Dataset records:
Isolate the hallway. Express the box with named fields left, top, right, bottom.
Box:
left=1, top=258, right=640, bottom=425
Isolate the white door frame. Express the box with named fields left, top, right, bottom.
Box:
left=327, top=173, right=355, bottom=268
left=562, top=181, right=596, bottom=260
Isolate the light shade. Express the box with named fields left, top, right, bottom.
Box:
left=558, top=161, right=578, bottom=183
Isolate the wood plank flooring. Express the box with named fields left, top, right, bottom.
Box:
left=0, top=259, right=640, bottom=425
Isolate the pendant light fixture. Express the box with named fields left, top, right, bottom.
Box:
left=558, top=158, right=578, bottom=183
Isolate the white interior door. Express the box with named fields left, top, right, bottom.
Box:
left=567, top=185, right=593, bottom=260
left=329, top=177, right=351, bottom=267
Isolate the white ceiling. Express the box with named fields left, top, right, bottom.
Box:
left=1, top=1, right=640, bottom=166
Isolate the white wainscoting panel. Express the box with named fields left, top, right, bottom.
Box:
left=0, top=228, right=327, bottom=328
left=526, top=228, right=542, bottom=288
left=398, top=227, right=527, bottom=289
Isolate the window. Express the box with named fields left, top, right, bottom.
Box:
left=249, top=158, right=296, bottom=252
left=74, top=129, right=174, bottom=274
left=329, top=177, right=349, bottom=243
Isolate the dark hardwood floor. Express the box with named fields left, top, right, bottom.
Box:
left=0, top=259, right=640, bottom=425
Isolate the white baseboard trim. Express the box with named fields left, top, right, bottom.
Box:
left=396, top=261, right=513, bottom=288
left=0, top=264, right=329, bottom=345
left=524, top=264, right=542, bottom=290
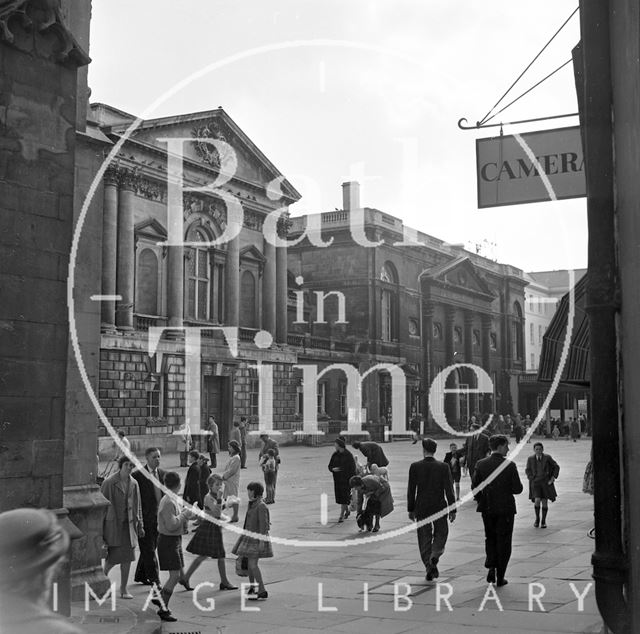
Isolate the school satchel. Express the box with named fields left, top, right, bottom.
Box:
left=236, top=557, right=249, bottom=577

==

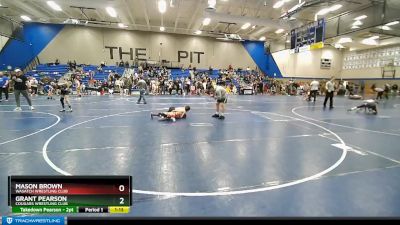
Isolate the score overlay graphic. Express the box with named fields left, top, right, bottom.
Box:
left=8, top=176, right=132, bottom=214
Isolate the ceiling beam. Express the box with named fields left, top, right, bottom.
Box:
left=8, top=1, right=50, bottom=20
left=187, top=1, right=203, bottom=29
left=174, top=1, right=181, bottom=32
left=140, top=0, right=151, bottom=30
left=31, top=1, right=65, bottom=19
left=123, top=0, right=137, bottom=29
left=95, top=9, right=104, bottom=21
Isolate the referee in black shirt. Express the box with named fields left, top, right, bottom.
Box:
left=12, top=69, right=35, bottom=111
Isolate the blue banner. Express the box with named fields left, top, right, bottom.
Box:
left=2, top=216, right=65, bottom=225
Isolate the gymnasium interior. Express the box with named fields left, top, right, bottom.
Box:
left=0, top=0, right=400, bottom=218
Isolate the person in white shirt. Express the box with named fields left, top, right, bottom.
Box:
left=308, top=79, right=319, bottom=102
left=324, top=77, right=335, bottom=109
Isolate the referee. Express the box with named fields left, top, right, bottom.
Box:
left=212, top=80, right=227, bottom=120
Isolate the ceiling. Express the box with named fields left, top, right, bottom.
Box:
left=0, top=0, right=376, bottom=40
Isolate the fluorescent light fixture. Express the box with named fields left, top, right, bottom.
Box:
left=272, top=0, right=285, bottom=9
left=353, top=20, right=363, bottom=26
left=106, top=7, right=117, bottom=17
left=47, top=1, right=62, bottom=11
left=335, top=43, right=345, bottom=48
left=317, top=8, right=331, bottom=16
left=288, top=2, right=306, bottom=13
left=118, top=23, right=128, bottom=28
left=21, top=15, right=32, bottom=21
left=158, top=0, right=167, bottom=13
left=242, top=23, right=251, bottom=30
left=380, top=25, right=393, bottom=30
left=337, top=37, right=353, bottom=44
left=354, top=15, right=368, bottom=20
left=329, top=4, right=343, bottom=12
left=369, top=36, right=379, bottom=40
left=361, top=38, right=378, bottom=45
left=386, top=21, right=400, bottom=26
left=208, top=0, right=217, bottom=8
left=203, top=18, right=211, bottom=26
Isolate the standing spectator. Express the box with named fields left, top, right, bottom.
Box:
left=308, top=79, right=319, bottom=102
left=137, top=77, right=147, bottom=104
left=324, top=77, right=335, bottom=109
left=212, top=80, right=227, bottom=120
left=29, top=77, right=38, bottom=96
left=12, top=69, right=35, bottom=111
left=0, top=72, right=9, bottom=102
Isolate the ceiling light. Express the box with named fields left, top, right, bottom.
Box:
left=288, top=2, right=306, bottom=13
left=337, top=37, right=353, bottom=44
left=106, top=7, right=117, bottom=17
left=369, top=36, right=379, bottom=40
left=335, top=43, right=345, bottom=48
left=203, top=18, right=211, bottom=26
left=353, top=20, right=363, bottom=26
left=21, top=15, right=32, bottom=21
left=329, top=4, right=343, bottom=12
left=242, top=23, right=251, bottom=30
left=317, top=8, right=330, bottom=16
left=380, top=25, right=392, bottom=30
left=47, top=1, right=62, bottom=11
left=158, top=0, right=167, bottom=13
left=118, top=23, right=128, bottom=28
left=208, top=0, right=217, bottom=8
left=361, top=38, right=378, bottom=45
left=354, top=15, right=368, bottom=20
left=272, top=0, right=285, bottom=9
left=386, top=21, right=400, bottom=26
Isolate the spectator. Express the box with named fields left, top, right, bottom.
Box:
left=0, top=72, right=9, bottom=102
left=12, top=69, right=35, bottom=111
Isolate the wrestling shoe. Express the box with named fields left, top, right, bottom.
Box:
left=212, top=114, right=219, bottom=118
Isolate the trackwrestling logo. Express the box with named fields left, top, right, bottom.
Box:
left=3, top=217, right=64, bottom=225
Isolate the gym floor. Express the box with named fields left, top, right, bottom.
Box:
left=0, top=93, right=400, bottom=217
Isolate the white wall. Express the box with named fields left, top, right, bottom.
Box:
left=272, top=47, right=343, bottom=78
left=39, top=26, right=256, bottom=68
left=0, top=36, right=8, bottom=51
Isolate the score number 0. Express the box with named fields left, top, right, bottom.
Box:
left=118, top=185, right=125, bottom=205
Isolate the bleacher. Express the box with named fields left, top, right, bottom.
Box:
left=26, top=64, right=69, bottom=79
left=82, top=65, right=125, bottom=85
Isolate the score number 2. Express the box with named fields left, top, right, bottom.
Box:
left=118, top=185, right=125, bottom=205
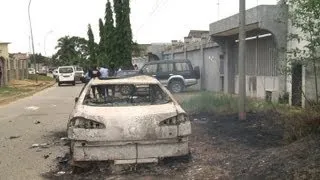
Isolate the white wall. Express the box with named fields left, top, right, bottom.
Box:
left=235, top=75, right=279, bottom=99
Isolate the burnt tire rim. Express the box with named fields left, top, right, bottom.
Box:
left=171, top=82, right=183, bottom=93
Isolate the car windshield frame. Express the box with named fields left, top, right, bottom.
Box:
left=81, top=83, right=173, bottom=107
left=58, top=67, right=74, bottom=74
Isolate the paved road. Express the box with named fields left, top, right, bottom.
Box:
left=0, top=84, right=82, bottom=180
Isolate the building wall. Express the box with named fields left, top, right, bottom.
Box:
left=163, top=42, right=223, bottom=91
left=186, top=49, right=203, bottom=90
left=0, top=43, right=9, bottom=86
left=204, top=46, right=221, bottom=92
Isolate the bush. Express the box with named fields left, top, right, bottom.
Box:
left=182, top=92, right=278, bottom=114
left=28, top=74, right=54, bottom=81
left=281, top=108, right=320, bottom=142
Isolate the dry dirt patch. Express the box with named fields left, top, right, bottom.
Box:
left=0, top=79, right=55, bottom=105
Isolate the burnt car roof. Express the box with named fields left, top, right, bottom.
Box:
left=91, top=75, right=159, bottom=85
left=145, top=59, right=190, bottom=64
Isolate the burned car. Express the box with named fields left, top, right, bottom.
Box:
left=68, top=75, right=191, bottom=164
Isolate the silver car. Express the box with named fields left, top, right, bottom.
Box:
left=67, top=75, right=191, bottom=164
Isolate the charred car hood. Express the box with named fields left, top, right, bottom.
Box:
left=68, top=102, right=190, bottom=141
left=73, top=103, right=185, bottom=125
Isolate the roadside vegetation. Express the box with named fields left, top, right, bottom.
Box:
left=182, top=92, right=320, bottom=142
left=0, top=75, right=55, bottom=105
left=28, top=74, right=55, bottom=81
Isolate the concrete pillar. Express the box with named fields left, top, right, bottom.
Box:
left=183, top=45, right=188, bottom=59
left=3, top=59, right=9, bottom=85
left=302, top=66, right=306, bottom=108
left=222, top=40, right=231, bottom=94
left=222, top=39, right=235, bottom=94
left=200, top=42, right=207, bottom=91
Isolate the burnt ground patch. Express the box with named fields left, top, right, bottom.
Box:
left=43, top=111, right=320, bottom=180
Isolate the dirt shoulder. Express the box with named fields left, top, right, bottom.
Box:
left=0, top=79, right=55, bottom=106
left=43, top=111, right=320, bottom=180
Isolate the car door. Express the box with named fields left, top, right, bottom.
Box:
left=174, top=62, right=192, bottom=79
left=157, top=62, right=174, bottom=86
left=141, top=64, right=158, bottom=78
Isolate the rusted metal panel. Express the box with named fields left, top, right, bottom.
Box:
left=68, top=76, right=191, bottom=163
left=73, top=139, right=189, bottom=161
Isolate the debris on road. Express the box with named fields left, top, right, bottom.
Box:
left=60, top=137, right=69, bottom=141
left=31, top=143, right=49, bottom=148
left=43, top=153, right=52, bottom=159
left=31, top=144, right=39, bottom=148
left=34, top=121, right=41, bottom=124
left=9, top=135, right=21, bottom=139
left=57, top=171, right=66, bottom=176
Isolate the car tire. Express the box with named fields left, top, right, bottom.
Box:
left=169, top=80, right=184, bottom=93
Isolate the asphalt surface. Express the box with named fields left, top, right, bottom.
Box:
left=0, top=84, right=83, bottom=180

Written task: Repeat the rows from the line containing "Isolate the gymnasium" through the line containing "left=0, top=0, right=376, bottom=40", including both of those lines.

Written solution:
Isolate the gymnasium interior. Express the box with named fields left, top, right, bottom.
Box:
left=0, top=0, right=400, bottom=218
Isolate the person in white shirt. Express the box with named fields left, top, right, bottom.
Box:
left=308, top=79, right=319, bottom=102
left=324, top=77, right=335, bottom=109
Isolate the referee. Express the box with named fields left, top, right, bottom.
Box:
left=212, top=80, right=227, bottom=120
Isolate the ceiling. Express the box with named fields left, top, right, bottom.
Box:
left=0, top=0, right=376, bottom=40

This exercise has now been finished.